Copy out the passage below on combination defined benefit and defined contribution plans in full, word for word.

─── Text section ───

It should be no surprise, then, that our most significant comments and concerns focus on the one area of the proposed regulations where there was no discussion prior to their issuance. Specifically, we are talking about the provisions in the proposed regulations relating to combination defined contribution/defined benefit plans.
The preamble to the proposed regulations states that the rules applicable to combination plans are intended to prevent circumvention of the 5% minimum contribution gateway through a combination plan approach. We recognize and agree on the importance of creating rules to restrict such circumvention of the minimum contribution gateway. However, the rules applicable to combination plans actually proposed go well beyond the stated intent in the preamble. Ultimately, we believe these rules, if finalized in their current state, would cause businesses to abandon their defined contribution plans to the ultimate detriment of rank-and-file small business workers.
Typically, small businesses adopt defined benefit plans because such plans are an effective way to permit longer service employees to catch-up with respect to their retirement savings. These longer service employees have previously not been covered by a retirement plan because the small business has been devoting its resources to developing the business. Younger workers, on the other hand, prefer retirement benefits through a defined contribution plan because of their portability. A combination defined benefit/defined contribution plan approach allows the small business to catch-up the retirement savings of longer service workers while providing retirement benefits to younger workers that they appreciate.

─── Stored rows ───

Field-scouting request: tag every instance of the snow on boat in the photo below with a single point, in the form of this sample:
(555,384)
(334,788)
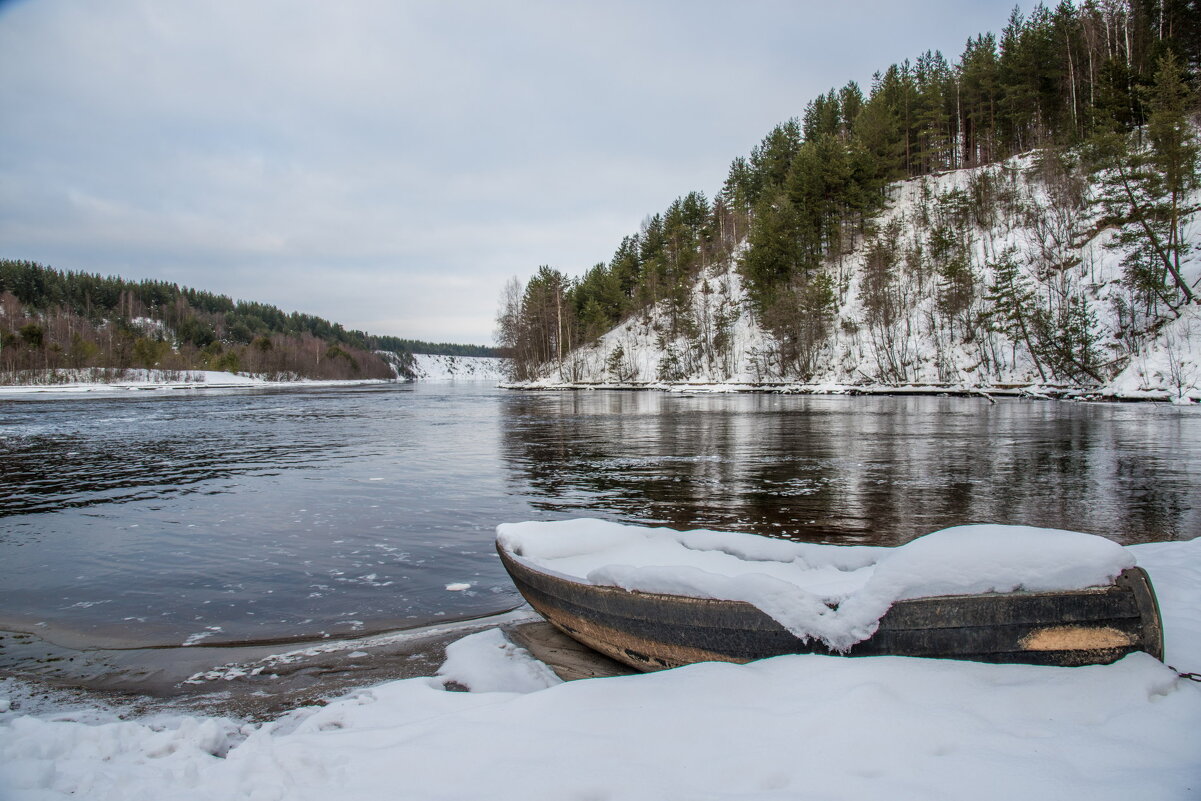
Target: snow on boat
(659,598)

───

▶ [Completed task]:
It should be no surprise, then, that our most significant comments and concerns focus on the one area of the proposed regulations where there was no discussion prior to their issuance. Specifically, we are talking about the provisions in the proposed regulations relating to combination defined contribution/defined benefit plans.
The preamble to the proposed regulations states that the rules applicable to combination plans are intended to prevent circumvention of the 5% minimum contribution gateway through a combination plan approach. We recognize and agree on the importance of creating rules to restrict such circumvention of the minimum contribution gateway. However, the rules applicable to combination plans actually proposed go well beyond the stated intent in the preamble. Ultimately, we believe these rules, if finalized in their current state, would cause businesses to abandon their defined contribution plans to the ultimate detriment of rank-and-file small business workers.
Typically, small businesses adopt defined benefit plans because such plans are an effective way to permit longer service employees to catch-up with respect to their retirement savings. These longer service employees have previously not been covered by a retirement plan because the small business has been devoting its resources to developing the business. Younger workers, on the other hand, prefer retirement benefits through a defined contribution plan because of their portability. A combination defined benefit/defined contribution plan approach allows the small business to catch-up the retirement savings of longer service workers while providing retirement benefits to younger workers that they appreciate.